AI Giants Share Wikipedia’s Costs Wikimedia Foundation strikes deals with Amazon, Meta, Microsoft, Mistral AI, and Perplexity

Published
Reading time
3 min read
Lines connect multiple Wikipedia globe logos, symbolizing data exchange and partnerships.
Loading the Elevenlabs Text to Speech AudioNative Player...

On its 25th anniversary, Wikipedia celebrated with high-profile deals to make its data easier for AI companies to train their models in exchange for financial support.

What’s new: The Wikimedia foundation announced partnerships with AI companies including Amazon, Meta, Microsoft, Mistral AI, and Perplexity. The partnership program, known as Wikimedia Enterprise, lets these partners access Wikipedia data at higher speeds and volumes than they could by scraping pages on the web. Financial terms were not disclosed.

How it works: Along with donations from users, enterprise partnerships are the Wikimedia Foundation’s chief source of revenue. Wikimedia Enterprise offers APIs that enable developers to directly access encyclopedia articles and other Wikimedia data, including Wikimedia Commons images, Wiktionary’s online dictionary, and Wikidata’s machine-readable knowledge base. Free plans allow for limited data updates and access to a support portal. Paid plans (terms are not public) include daily snapshots of Wikimedia data, potentially unlimited data requests (limits vary depending on how much a subscriber pays), streaming access to real-time revisions, and technical support from human staffers.

════

STUDY QUESTIONS:
1. According to the Wikimedia Enterprise article, what are the Wikimedia Foundation's chief sources of revenue?
2. Decide whether each statement agrees with the Wikimedia Enterprise article, answering yes or no and quoting the words that settle it: (a) The financial terms of the partnerships were made public. (b) Free plans include access to a support portal. (c) Paid plans offer streaming access to real-time revisions.
3. Please write the next part of the Wikimedia Enterprise article, picking up after its last sentence.

════

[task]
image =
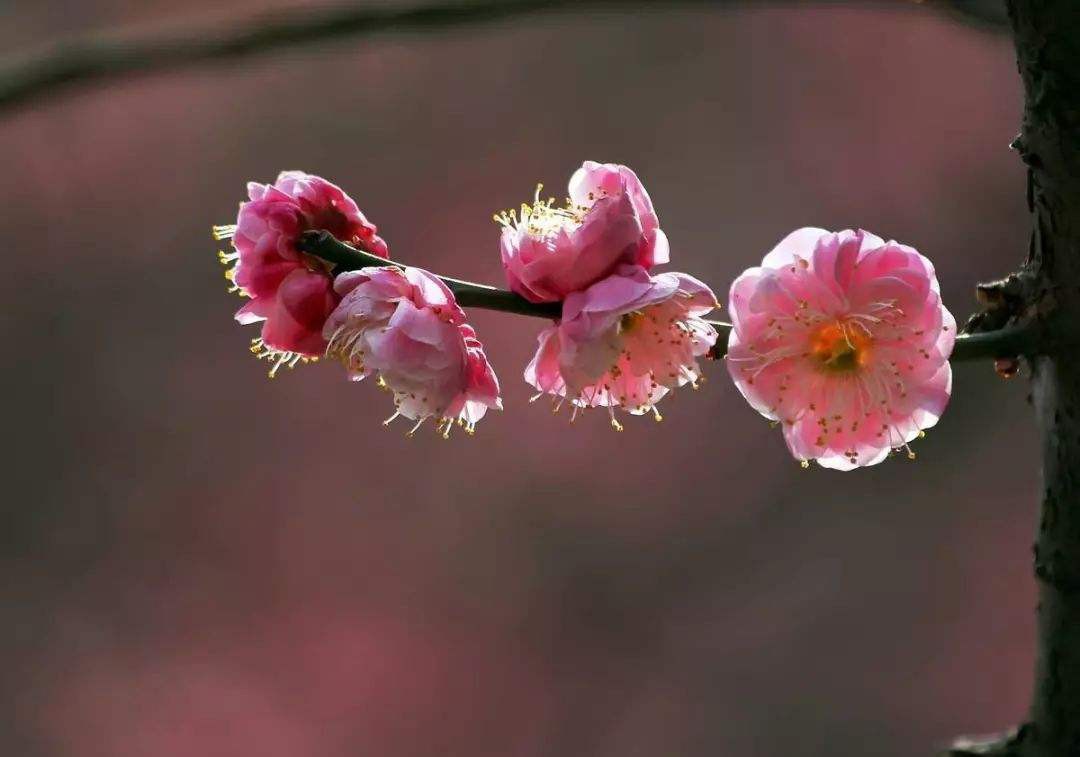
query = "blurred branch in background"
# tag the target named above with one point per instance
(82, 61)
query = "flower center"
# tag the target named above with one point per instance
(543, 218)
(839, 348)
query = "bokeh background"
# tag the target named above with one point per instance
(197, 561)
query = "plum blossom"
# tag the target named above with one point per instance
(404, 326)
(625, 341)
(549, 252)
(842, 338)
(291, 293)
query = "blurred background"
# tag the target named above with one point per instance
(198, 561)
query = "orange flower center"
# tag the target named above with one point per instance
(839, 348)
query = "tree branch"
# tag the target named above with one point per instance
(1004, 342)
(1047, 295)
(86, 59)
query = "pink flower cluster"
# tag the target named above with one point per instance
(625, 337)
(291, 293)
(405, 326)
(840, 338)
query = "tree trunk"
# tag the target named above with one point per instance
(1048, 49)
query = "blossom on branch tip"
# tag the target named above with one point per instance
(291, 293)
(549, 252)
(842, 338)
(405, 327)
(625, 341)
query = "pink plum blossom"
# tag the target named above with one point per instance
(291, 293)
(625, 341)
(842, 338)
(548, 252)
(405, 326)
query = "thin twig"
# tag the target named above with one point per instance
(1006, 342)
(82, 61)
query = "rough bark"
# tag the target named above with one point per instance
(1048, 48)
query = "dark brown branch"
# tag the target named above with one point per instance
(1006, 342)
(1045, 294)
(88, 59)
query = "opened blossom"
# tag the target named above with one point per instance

════

EXERCISE RESULTS:
1. Donations from users and enterprise partnerships.

2.
(a) No: "Financial terms were not disclosed."
(b) Yes: "Free plans allow for limited data updates and access to a support portal."
(c) Yes: "streaming access to real-time revisions"

3.
  • Wikipedia data is available to all under a Creative Commons license that makes it free to use for commercial and noncommercial purposes. Its free availability and high quality has made it an important data source for training AI models. The foundation also offers an open Kaggle dataset for noncommercial AI training. 
  • Wikipedia receives more requests from automated web crawlers than human users. The site’s founder Jimmy Wales said crawlers gathering data to train AI systems had caused the foundation’s hosting, memory, and server costs to skyrocket. The foundation called for AI developers to support it financially, use the API rather than crawl the web, and attribute information derived from Wikipedia articles.
  • Microsoft, Mistral AI, and Perplexity all signed up as enterprise partners within the last year. Wikimedia’s existing partnerships with Amazon and Meta had not previously been announced. Google became a Wikimedia Enterprise partner in 2022.
  • Wikimedia also announced partnerships with some smaller companies, each of which advertise their environmentally-friendly approach: Ecosia (a search engine company), Pleias (an LLM builder), and ProRata (an AI search, advertising, and attribution engine).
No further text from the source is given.